Copy the records word for word, beginning at the line containing "locate: paved sidewalk" and continuing through the end of the records.

━━━ ENTRIES

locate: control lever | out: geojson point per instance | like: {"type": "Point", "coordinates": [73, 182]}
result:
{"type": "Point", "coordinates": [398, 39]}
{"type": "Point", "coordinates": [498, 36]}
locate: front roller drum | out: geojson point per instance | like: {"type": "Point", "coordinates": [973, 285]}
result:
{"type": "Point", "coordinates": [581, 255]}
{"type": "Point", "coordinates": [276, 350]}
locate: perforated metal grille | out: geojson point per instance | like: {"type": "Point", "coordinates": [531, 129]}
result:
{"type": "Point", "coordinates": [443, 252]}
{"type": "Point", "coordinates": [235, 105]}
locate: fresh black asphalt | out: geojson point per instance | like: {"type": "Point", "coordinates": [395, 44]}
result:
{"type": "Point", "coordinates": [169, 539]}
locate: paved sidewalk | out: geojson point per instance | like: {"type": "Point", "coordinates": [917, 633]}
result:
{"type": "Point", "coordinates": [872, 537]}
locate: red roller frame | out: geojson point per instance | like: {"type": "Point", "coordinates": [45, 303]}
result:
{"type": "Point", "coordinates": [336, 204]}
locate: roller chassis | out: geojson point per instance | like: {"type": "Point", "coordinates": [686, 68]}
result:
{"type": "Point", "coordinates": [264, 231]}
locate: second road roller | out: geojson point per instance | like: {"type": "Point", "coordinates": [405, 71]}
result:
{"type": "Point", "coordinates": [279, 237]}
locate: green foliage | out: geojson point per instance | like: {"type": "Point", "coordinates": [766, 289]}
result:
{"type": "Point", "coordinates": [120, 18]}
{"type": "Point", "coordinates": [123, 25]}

━━━━━━

PROBLEM SOLUTION:
locate: paved sidewalk | out: geojson point per instance | like: {"type": "Point", "coordinates": [917, 633]}
result:
{"type": "Point", "coordinates": [872, 537]}
locate: red roller frame | out: geojson point per instance | like: {"type": "Point", "coordinates": [45, 303]}
result:
{"type": "Point", "coordinates": [336, 204]}
locate: roller chassis | out: geojson point per instance | like: {"type": "Point", "coordinates": [686, 68]}
result:
{"type": "Point", "coordinates": [264, 231]}
locate: second road roller | out: geojson point per instance | like: {"type": "Point", "coordinates": [405, 71]}
result:
{"type": "Point", "coordinates": [279, 237]}
locate: green foliage | out: geojson point per instance | like: {"type": "Point", "coordinates": [766, 289]}
result:
{"type": "Point", "coordinates": [120, 18]}
{"type": "Point", "coordinates": [123, 25]}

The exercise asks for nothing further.